| Challenge |
Repeat the listing word for word. No pictures belong in the copy.

(Some records)

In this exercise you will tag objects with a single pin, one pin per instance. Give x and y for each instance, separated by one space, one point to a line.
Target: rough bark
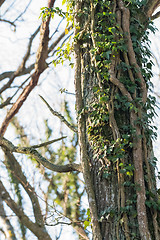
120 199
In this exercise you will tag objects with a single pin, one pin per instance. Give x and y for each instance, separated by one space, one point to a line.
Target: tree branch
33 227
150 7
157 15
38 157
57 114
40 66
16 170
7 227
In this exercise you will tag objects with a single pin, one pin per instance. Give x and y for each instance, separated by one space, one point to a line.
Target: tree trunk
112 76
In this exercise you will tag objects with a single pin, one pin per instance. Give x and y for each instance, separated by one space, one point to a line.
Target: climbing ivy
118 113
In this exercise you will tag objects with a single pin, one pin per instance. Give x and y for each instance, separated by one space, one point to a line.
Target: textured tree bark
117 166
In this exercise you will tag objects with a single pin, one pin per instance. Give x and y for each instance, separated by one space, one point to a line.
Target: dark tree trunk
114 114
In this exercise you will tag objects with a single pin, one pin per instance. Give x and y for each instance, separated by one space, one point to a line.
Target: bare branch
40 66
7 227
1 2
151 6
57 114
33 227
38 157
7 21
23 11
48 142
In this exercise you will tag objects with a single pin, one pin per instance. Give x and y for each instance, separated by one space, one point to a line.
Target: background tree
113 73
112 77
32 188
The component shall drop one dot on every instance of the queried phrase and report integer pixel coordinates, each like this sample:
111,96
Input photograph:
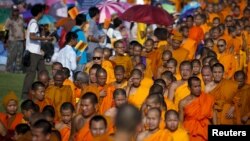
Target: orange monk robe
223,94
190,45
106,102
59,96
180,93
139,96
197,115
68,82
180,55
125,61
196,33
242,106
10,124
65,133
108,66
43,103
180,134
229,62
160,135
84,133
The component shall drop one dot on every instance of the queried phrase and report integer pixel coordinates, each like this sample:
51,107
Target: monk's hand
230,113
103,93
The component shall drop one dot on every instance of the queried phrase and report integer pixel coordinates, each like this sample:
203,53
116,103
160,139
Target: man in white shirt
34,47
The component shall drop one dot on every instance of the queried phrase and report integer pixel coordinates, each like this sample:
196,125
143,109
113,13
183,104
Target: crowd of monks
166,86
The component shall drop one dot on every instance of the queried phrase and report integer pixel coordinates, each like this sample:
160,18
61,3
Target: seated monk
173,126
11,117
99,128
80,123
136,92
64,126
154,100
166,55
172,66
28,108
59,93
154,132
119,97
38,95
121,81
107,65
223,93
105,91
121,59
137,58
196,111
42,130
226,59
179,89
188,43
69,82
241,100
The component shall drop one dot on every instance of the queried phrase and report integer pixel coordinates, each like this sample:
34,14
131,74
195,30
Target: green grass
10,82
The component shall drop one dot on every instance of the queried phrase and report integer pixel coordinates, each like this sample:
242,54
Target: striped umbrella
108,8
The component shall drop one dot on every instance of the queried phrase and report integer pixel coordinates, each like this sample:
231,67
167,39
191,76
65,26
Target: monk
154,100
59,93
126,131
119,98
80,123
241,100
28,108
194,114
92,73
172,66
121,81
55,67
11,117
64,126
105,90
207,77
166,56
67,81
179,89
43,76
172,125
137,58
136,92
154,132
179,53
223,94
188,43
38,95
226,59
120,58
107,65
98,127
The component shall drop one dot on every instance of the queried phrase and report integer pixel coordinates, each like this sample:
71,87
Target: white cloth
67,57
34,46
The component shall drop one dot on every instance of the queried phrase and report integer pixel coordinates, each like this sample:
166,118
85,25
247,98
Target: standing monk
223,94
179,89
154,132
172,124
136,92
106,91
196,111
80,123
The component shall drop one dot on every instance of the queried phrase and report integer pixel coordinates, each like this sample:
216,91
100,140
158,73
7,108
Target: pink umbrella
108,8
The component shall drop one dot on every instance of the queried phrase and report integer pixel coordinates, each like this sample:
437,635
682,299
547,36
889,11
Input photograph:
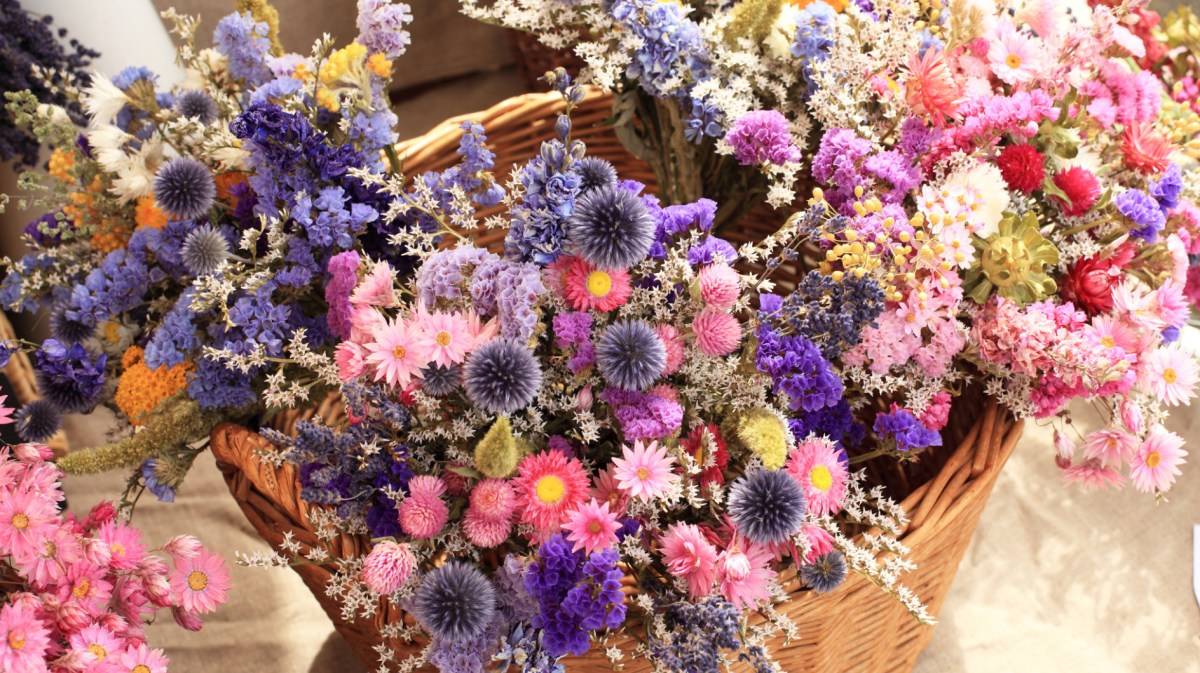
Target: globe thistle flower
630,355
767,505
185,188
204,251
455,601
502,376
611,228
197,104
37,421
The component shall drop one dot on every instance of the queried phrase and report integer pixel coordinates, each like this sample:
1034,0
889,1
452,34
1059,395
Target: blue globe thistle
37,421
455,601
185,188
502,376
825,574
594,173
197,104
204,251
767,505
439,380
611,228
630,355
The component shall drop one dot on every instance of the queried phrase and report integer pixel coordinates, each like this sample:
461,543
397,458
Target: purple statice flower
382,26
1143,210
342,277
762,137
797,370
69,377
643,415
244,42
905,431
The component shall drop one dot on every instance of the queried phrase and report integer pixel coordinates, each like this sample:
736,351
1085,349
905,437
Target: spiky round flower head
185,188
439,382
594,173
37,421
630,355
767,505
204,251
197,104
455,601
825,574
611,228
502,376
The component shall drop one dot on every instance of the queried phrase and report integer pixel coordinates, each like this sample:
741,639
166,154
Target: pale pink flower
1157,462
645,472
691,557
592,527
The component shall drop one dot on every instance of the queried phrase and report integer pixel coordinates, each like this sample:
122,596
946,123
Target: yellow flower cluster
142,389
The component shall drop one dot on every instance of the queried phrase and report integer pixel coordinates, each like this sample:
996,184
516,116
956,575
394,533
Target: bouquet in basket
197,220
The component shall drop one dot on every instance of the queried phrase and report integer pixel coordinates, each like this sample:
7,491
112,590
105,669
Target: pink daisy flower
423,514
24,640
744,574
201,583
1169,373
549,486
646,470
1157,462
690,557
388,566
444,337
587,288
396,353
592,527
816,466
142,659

| Answer to the task |
In this exercise you will tag objects with a single pin, one pin per instance. Give x and y for each instance, separated by one space, one point to a line.
Target: rough bark
120 199
In this exercise you will tag objects with a single pin, one pin per instance. Give x and y for each instance, separated by one space, one point to a line.
Target: tree branch
33 227
150 7
157 15
38 157
57 114
40 66
16 170
7 227
In this exercise you will tag objects with a single pin, one pin per instance. Give x and y for each instance, separated by one space, one point to a line.
Target: tree trunk
112 76
In this exercise you will tag objects with a single pin, one pin per instance. Give x and y for each instance, separated by one space, one point to a line.
Target: climbing ivy
118 113
In this exercise you will tag objects with a single pin, one pin per instance. Give x and y for each instance, separated by one space, one point to a line.
Target: textured tree bark
117 166
In this exercise you will tag objects with a single pin, one pin per instance. Give x and y for each instance, separated by one space, one point to a line.
Target: dark tree trunk
114 114
In this exercise you will tag objects with a single pin, one pin per instance. Give x and y for each instance, separated by one space, one point to a line.
Target: bare branch
40 66
7 227
1 2
151 6
57 114
33 227
38 157
7 21
23 11
48 142
In this exercise you will tag objects with a single pin, one pin per instance. Give x and y for each instance, separated by one space, one point to a line.
Target: background tree
113 73
112 77
32 188
The component shall drop one dot on every instance of the queried phrase and report integer pixel coordinates, each like this sample:
111,96
Input photograph:
Target: orange monk robe
223,94
190,45
106,102
59,96
180,93
139,96
197,115
68,82
180,55
125,61
196,33
242,106
10,124
65,133
108,66
43,103
180,134
229,62
160,135
84,133
The component shall drop one dot on every instance of the queried phrase and report integer pixel coordinates, each like this sample:
51,107
Target: monk's hand
230,113
103,93
The component shall drop one dot on every instance of the queried phrase and report integer pixel coordinates, each like this sample:
203,53
116,103
160,139
Target: man in white shirt
34,47
The component shall drop one dot on every instance of the queried phrase and report integer pixel coordinates, each like this sample:
196,125
143,109
113,13
183,104
Target: crowd of monks
166,86
The component shall drop one dot on every instance of the queried phrase and report integer pixel coordinates, each like this sample:
160,18
61,3
Target: seated monk
173,126
11,117
99,128
80,123
136,92
64,126
154,100
166,55
172,66
28,108
59,93
154,132
119,97
38,95
121,81
107,65
223,93
105,91
121,59
137,58
196,111
42,130
226,59
179,89
188,43
69,82
241,100
The component shall drop one dot on every instance of the queried phrase and report integer pixel coordinates, each like this sample:
34,14
131,74
195,30
Target: green grass
10,82
The component shall drop one dot on every instance of the queried phrase and report integer pixel coordinates, each like this sample:
242,54
Target: striped umbrella
108,8
The component shall drop one dot on every instance of the queried phrase and report integer pixel coordinates, each like this sample:
231,67
167,39
191,76
65,26
Target: monk
154,100
59,93
126,131
119,98
80,123
241,100
28,108
194,114
92,73
172,66
121,81
55,67
11,117
64,126
105,90
207,77
166,56
67,81
179,89
43,76
172,125
137,58
136,92
154,132
179,53
223,94
188,43
38,95
226,59
120,58
107,65
98,127
The component shall drop one dot on every instance of the queried phrase and report integer pixel coordinates, each like this sample:
71,87
Target: white cloth
67,57
34,46
The component shall drop one dot on every instance of the queried phrase and report integer pixel coordinates, each like this sample:
166,118
85,25
247,98
Target: standing monk
223,94
179,89
154,132
172,124
136,92
106,91
196,111
80,123
The component shall drop one dot on every instance of the queried phrase and report integer pixel coordinates, each like this sample:
216,91
100,140
158,73
7,108
Target: pink umbrella
108,8
The component shall drop one dot on every instance of the queried phrase and report integer pixel coordinates, each like this sample:
437,635
682,299
547,36
889,11
Input photograph:
Target: globe thistle flower
630,355
767,505
185,188
204,251
455,601
502,376
611,228
197,104
37,421
The component shall drop one dot on every instance of the queried phrase and report integer pixel coordinates, each like this sample:
1034,0
889,1
452,34
1059,395
Target: blue globe thistle
37,421
455,601
185,188
502,376
825,574
594,173
197,104
204,251
767,505
439,380
611,228
630,355
The component shall drop one dot on every instance of the queried phrase and report integer pixel coordinates, each like this sample:
461,543
397,458
Target: purple statice flower
382,26
1143,210
342,277
762,137
797,370
69,377
643,415
244,42
905,431
The component shall drop one dot on every instance of the queried phrase and report integer pixel coordinates, each like this sample:
736,351
1085,349
905,437
Target: spiky round flower head
185,188
439,382
594,173
37,421
630,355
767,505
204,251
197,104
455,601
825,574
611,228
502,376
The component shall drop one dot on every instance of the queried phrase and report integer pixel coordinates, each like this sample:
741,639
166,154
Target: pale pink flower
1157,462
645,472
691,557
592,527
The component shall drop one dot on every instance of the queried phrase and report integer pixel coordinates, each like this sample:
122,596
946,123
Target: yellow flower cluster
142,389
The component shall drop one dot on every instance of the queried phrase and report integer pixel coordinates, each like this sample:
996,184
516,116
956,575
394,533
Target: bouquet in basket
197,220
The component shall drop one dot on every instance of the queried phrase and report integer pixel coordinates, each like this sample:
7,491
112,590
105,669
Target: pink daisy flower
423,514
24,640
744,574
201,583
1169,373
549,486
646,470
1157,462
690,557
388,566
444,337
587,288
396,353
592,527
816,466
142,659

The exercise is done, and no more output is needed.